Historia ta rozpoczyna się dwa tygodnie temu, kiedy dwóch mieszkańców naszego powiatu rozpoczynało poszukiwanie pracy. Obydwaj wykształceni i z doświadczeniem zawodowym marzyli o podjęciu prac budowlanych za granicą. Po niedługich poszukiwaniach zdecydowali się wysłać swoje CV w kilka miejsc. Szybko dostali kilka odpowiedzi.
Wiedząc, że podobne ogłoszenia, zamieszczane w darmowych serwisach ogłoszeniowych, powinny być traktowane z dużą dozą ostrożności, Mężczyźni sprawdzili informacje na temat firmy i rekomendacje. znaleźli kilka wiadomości potwierdzających renomę firmy i pewność oferowanego przez nich zatrudnienia.
Po wysłaniu maili z CV obydwaj otrzymali zaproszenie na rozmowę z organizatorem wyjazdu. Spotkanie miało odbyć się w Krynicy. Umówionego dnia rzeczywiście doszło do spotkania: przekonywujący mężczyzna jasno wyłożył wszystkie informacje na temat wyjazdu, charakteru pracy, stawek godzinowych, czasu zatrudnienia, konkretnych terminów, miejsc, osób kontaktowych.
Spotkanie odbyło się w budynku ogólnodostępnym, w jednym z pomieszczeń, które zostało określone jako aktualna siedziba firmy. Potwierdzać to miały pieczątki i dokumentacja firmy, którą mężczyzna przedstawił mieszkańcom naszego powiatu. Prace budowlane miały być prowadzone na terenie Holandii, Belgii, m.in Utrechtu.

- **TREŚĆ ZADANIA A**: Wyjaśnij na podstawie fragmentu dokumentu, dlaczego dwaj mężczyźni sprawdzili informacje na temat firmy i rekomendacje.

- **DANE WEJŚCIOWE**:
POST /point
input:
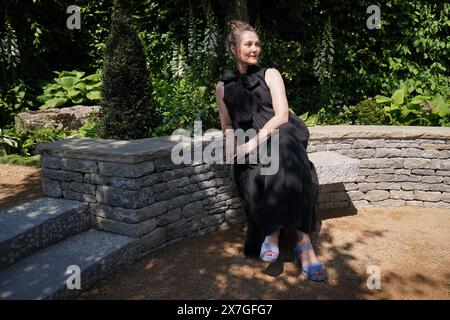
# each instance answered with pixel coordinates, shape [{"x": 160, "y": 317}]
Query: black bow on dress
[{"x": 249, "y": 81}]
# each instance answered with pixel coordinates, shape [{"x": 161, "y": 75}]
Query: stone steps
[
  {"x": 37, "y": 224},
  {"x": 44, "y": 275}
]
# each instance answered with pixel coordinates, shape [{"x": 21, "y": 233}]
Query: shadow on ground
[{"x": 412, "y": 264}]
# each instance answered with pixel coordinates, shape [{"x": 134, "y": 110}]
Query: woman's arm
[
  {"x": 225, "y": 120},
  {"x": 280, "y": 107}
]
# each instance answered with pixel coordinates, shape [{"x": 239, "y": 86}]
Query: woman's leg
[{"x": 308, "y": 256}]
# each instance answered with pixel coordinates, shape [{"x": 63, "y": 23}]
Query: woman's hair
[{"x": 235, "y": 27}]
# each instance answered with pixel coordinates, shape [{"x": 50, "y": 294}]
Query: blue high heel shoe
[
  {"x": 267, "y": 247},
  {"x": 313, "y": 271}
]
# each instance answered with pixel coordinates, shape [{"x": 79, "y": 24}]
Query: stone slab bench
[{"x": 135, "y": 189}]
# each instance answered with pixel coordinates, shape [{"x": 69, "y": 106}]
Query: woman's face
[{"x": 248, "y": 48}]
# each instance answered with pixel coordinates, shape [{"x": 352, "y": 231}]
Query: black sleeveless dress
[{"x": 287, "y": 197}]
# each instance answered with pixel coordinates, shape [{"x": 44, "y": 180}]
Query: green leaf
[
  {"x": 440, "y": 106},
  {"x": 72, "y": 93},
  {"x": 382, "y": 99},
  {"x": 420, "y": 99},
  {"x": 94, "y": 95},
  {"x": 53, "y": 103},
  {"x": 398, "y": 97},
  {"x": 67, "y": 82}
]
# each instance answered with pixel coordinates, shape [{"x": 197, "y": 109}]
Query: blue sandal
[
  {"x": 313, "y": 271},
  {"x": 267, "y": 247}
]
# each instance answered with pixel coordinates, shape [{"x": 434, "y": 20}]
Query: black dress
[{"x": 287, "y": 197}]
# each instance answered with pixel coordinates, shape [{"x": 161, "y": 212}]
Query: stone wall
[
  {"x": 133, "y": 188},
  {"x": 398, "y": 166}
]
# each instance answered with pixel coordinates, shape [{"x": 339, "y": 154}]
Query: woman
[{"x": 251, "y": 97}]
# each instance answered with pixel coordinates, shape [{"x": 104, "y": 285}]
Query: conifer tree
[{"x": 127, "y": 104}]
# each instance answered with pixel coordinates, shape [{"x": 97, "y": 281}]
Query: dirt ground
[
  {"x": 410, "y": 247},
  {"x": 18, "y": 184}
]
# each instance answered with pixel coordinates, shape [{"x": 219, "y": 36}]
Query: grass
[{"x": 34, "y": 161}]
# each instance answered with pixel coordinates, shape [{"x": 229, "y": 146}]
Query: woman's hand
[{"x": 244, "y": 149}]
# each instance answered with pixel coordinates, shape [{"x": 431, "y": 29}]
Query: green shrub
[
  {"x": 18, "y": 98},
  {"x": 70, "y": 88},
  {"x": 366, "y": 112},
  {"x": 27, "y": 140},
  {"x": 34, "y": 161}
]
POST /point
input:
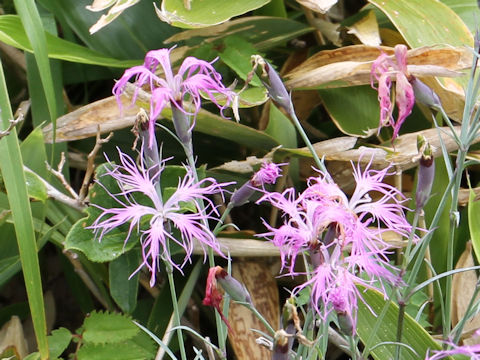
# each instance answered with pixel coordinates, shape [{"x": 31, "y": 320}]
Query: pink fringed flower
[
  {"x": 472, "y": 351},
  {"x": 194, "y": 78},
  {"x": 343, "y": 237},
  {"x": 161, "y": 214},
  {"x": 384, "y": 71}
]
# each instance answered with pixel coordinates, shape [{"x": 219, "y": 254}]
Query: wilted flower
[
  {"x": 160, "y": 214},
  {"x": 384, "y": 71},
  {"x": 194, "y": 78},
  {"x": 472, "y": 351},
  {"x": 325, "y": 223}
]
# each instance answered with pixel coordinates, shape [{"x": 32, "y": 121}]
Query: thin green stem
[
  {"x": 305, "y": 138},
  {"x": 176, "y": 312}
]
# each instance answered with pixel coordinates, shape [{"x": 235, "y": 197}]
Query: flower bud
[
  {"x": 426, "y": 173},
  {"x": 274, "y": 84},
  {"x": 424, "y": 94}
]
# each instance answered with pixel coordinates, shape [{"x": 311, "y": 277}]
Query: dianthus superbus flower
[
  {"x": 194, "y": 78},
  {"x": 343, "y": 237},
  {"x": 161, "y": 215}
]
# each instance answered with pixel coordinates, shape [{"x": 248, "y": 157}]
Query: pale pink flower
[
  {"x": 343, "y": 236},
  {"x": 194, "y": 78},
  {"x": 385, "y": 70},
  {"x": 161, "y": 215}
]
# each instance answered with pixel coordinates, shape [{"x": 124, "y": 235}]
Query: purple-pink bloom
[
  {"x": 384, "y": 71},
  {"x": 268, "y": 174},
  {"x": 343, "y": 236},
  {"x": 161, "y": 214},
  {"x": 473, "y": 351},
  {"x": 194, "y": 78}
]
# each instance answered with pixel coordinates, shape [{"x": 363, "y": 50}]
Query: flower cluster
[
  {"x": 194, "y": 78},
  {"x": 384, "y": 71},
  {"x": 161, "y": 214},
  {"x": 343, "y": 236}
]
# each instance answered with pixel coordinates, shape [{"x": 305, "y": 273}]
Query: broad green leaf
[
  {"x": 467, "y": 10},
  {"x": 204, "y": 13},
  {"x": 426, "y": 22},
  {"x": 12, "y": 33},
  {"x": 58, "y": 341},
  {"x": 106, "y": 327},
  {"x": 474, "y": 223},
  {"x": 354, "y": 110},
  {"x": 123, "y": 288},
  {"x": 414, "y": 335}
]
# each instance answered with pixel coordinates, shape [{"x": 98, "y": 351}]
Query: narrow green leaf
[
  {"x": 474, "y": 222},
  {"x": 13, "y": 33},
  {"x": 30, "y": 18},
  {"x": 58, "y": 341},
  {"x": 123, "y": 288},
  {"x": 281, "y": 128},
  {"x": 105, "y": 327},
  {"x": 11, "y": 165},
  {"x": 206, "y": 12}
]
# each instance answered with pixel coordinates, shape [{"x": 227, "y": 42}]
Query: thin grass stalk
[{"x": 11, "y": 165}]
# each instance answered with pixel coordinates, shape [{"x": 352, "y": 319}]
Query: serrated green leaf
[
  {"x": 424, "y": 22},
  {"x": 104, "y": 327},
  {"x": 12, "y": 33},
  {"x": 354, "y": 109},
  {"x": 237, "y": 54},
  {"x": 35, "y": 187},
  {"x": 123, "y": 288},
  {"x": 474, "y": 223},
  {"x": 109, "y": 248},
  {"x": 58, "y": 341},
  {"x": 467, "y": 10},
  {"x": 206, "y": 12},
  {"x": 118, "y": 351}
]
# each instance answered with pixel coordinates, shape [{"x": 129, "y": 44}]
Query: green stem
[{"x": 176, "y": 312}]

==

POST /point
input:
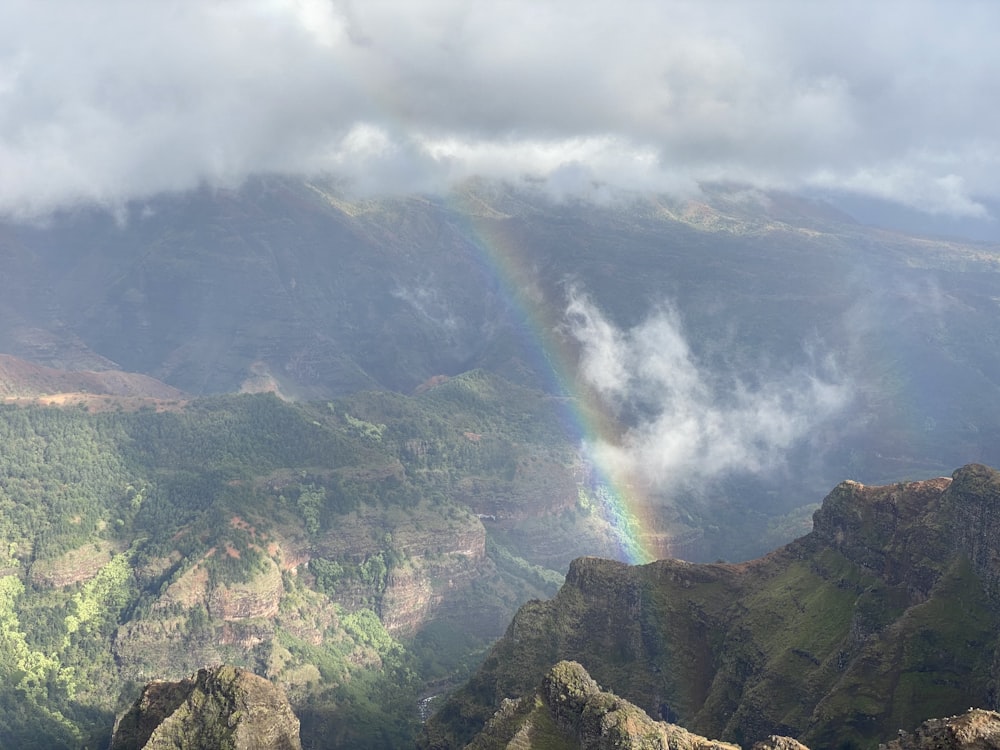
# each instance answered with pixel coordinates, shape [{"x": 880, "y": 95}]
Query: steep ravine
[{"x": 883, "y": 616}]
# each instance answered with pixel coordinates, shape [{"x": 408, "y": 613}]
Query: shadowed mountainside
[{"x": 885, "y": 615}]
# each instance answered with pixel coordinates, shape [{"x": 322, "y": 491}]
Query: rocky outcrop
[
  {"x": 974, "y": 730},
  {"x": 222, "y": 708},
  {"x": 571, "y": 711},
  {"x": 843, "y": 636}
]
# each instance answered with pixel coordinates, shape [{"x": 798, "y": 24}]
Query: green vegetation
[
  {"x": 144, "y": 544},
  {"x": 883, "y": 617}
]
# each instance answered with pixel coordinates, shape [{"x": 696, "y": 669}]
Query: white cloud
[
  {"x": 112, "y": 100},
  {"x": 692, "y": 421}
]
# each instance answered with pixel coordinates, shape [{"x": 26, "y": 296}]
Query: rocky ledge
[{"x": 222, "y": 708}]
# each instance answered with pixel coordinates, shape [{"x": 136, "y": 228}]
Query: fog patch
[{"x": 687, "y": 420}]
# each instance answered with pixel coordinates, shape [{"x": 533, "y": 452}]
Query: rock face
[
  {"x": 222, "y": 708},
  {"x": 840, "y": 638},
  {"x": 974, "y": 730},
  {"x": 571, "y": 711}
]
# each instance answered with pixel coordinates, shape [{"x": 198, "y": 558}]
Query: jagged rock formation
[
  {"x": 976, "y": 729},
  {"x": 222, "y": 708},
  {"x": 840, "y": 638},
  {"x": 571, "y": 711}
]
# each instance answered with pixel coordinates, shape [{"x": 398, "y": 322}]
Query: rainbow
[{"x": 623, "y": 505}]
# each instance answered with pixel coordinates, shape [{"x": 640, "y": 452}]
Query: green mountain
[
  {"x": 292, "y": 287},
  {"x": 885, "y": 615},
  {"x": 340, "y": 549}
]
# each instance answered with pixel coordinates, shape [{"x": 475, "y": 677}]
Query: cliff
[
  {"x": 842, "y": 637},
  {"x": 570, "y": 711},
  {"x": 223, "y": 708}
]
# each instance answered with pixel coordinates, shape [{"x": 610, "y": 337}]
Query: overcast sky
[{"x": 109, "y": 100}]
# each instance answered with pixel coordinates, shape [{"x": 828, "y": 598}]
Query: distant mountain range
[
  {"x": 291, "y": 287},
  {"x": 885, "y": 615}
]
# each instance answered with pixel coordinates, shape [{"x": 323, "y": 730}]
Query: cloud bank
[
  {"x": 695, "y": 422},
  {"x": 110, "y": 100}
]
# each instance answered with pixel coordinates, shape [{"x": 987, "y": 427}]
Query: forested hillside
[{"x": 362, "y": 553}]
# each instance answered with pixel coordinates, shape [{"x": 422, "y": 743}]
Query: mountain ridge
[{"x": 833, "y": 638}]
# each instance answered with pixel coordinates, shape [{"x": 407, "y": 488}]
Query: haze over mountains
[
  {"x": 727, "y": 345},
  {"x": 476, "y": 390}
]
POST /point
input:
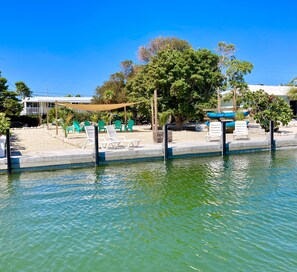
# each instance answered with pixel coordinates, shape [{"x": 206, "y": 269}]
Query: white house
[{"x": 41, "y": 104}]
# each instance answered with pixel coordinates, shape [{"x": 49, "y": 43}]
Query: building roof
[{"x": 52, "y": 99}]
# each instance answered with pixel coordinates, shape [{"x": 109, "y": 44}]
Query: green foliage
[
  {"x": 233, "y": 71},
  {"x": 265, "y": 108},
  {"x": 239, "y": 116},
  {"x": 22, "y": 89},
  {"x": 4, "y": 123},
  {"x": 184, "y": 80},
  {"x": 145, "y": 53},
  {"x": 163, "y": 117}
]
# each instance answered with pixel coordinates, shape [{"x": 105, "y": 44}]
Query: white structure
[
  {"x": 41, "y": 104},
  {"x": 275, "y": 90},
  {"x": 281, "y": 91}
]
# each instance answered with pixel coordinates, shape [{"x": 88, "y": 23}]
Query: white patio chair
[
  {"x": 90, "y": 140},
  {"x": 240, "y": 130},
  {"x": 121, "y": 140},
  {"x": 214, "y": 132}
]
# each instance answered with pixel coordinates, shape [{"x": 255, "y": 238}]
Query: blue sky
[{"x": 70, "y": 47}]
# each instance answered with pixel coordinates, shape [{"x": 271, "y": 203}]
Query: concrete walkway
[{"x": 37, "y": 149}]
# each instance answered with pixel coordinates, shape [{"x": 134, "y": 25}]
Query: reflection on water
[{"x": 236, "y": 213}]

- **TREŚĆ ZADANIA B**: Proszę wybrać z rekordów każdy wiersz, w którym występuje słowo „pink”. Wielkość liter ma znaczenie.

- **ROZWIĄZANIE ZADANIA A**: Mężczyźni sprawdzili informacje o firmie i rekomendacje, ponieważ wiedzieli, że podobne ogłoszenia, zamieszczane w darmowych serwisach ogłoszeniowych, powinny być traktowane z dużą dozą ostrożności.

- **ROZWIĄZANIE ZADANIA B**:
Query: pink fringed flower
Query: pale pink flower
Query: purple-pink bloom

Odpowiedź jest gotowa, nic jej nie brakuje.